[Data to process]:
┄┄┄┄┄┄┄┄┄┄

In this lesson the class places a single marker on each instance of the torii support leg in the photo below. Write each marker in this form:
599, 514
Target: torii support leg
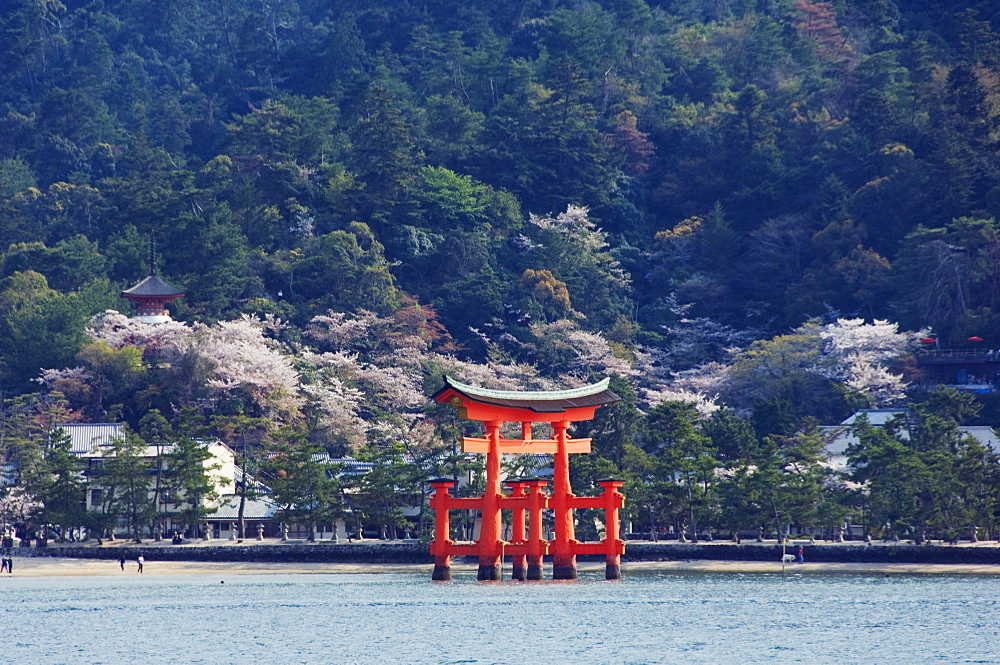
563, 558
442, 527
613, 501
519, 568
536, 546
489, 533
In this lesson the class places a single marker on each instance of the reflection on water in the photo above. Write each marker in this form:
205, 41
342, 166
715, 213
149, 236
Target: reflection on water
395, 618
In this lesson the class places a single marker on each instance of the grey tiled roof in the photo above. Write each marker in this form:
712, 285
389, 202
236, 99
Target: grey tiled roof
86, 438
253, 509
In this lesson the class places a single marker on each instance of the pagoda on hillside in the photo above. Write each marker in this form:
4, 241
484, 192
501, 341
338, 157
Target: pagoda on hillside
152, 294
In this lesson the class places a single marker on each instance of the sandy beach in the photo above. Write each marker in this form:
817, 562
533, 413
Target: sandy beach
66, 567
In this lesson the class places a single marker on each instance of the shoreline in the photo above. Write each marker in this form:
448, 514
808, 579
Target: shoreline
70, 567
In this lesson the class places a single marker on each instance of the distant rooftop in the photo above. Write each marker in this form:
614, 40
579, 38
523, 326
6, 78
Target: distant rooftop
87, 438
153, 286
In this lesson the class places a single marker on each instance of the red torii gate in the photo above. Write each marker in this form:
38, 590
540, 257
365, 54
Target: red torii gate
527, 499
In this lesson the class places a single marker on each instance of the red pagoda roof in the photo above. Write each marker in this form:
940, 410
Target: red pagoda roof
153, 286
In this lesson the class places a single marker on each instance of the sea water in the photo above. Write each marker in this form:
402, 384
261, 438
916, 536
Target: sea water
407, 618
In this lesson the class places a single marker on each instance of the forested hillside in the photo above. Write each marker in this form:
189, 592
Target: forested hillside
706, 199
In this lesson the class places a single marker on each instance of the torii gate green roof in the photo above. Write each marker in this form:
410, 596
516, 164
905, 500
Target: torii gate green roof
542, 401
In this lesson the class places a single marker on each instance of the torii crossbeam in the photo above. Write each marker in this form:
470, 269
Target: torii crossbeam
494, 408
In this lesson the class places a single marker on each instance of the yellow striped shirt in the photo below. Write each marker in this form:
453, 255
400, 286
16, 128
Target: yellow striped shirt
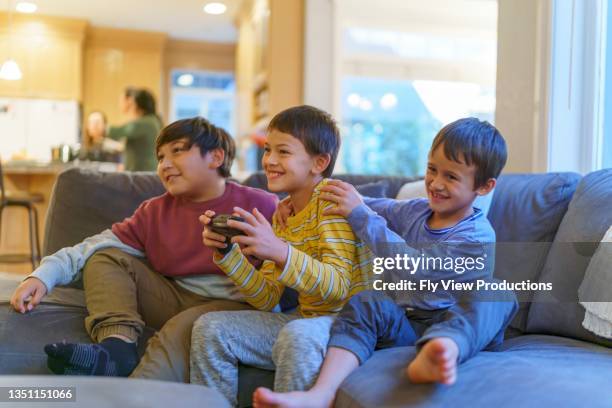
326, 263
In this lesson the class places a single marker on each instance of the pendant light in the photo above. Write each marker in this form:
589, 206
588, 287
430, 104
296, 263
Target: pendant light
10, 70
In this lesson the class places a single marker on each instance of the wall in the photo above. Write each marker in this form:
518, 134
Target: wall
115, 59
523, 61
49, 51
269, 60
196, 56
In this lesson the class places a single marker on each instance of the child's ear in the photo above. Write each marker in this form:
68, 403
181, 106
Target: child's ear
321, 163
217, 156
486, 187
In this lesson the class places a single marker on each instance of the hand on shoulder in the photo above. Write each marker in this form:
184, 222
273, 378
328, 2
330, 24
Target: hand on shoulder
343, 194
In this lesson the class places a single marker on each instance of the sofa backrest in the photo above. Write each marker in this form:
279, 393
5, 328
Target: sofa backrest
391, 184
84, 202
588, 217
525, 212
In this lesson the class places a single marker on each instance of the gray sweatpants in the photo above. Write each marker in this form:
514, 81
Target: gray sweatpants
293, 346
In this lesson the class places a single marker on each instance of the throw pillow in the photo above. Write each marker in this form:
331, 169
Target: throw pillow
595, 292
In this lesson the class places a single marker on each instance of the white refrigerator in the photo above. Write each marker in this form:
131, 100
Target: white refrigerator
29, 128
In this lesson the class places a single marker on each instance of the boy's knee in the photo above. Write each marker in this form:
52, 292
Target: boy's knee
368, 301
106, 255
300, 337
208, 326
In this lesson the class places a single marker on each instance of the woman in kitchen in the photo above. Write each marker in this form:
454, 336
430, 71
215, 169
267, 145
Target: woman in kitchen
94, 147
137, 136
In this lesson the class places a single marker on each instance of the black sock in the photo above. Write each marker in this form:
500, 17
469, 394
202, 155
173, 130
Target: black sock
112, 357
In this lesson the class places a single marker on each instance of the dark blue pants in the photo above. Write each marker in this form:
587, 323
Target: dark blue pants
372, 320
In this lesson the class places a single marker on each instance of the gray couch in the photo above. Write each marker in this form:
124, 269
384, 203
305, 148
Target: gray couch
548, 227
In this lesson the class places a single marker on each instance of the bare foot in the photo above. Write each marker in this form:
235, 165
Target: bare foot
266, 398
435, 362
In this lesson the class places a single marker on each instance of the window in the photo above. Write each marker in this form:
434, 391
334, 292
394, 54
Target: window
606, 146
400, 84
206, 94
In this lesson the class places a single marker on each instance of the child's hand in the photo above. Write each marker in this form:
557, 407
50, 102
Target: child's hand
211, 239
32, 288
283, 211
343, 194
259, 239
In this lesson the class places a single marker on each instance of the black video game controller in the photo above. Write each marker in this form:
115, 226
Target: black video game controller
218, 224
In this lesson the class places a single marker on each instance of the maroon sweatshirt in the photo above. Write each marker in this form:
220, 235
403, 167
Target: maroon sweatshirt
168, 231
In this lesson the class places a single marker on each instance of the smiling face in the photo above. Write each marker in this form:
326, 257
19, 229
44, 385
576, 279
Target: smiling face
184, 172
96, 126
288, 166
450, 188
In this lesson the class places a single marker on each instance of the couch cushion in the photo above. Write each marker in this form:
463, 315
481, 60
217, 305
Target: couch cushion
541, 371
85, 202
525, 212
588, 216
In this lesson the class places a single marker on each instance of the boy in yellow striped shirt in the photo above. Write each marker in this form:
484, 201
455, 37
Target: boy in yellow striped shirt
317, 255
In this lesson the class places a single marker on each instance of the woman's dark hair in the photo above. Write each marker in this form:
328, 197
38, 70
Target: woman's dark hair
205, 135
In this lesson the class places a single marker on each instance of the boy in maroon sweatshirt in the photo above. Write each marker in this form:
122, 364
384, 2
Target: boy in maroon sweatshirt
151, 268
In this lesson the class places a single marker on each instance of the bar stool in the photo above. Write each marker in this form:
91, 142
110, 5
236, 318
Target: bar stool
27, 201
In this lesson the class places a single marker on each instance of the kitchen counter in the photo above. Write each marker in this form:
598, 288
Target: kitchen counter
16, 167
33, 177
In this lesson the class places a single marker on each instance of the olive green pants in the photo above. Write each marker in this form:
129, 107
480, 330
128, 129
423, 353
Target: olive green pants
123, 294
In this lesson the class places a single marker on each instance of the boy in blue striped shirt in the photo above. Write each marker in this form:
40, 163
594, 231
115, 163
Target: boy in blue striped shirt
446, 326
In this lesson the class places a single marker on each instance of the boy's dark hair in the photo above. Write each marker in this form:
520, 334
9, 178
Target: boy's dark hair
477, 142
205, 135
316, 129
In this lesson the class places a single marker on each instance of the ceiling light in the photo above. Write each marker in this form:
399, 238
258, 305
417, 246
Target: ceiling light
10, 71
215, 8
26, 7
365, 104
353, 99
185, 80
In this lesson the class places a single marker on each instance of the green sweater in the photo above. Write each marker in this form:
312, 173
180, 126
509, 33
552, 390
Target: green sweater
139, 135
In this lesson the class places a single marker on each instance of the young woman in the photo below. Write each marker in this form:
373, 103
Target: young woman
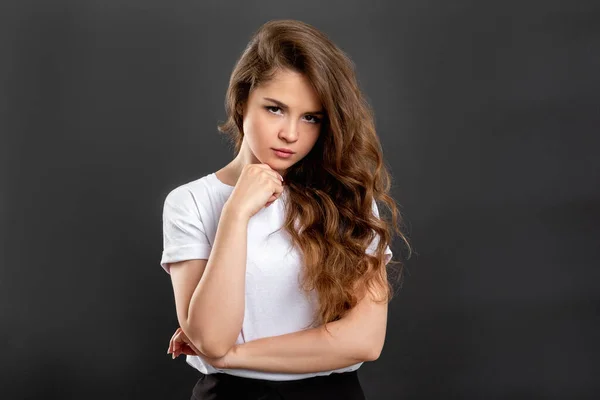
278, 260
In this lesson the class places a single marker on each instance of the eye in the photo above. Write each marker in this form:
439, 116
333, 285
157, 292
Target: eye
314, 120
273, 109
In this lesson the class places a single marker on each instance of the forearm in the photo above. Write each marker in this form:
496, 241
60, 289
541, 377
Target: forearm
216, 310
306, 351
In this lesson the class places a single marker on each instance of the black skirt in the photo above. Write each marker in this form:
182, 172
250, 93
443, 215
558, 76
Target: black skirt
221, 386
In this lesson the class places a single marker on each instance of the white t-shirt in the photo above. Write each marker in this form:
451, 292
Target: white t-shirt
274, 303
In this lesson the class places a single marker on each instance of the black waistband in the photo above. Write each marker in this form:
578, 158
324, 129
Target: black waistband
342, 376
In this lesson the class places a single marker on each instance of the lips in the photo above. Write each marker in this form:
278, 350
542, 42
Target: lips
285, 151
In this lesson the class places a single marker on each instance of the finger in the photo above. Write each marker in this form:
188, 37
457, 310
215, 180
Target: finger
170, 349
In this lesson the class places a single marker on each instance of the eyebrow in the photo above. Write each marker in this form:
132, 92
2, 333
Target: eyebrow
285, 106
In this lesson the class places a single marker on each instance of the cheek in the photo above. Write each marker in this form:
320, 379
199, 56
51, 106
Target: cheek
257, 127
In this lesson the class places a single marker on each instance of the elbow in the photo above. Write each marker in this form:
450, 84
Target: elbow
373, 354
373, 351
214, 350
211, 347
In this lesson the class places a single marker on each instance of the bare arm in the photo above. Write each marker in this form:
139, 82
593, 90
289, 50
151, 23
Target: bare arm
357, 337
210, 296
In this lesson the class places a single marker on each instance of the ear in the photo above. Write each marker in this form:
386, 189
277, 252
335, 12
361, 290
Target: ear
240, 108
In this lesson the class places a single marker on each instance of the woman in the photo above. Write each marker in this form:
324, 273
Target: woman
293, 298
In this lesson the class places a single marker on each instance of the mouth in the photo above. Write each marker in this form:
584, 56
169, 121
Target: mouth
283, 153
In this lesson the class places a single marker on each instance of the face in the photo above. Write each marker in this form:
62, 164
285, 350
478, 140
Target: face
284, 113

┄┄┄┄┄┄┄┄┄┄

[Your instructions]: What lines in the material above contain the word "below"? Copy them out.

[Result for this exercise]:
In this lesson the class places a single marker on each instance of the torii support leg in the photo below. Write each marker in this form:
In this lesson the class places a single marker on each instance of the yellow striped shirt in the photo below. Write each marker in this form:
In this lesson the class places a single marker on each instance of the young woman in the photo below. Write each marker in this form:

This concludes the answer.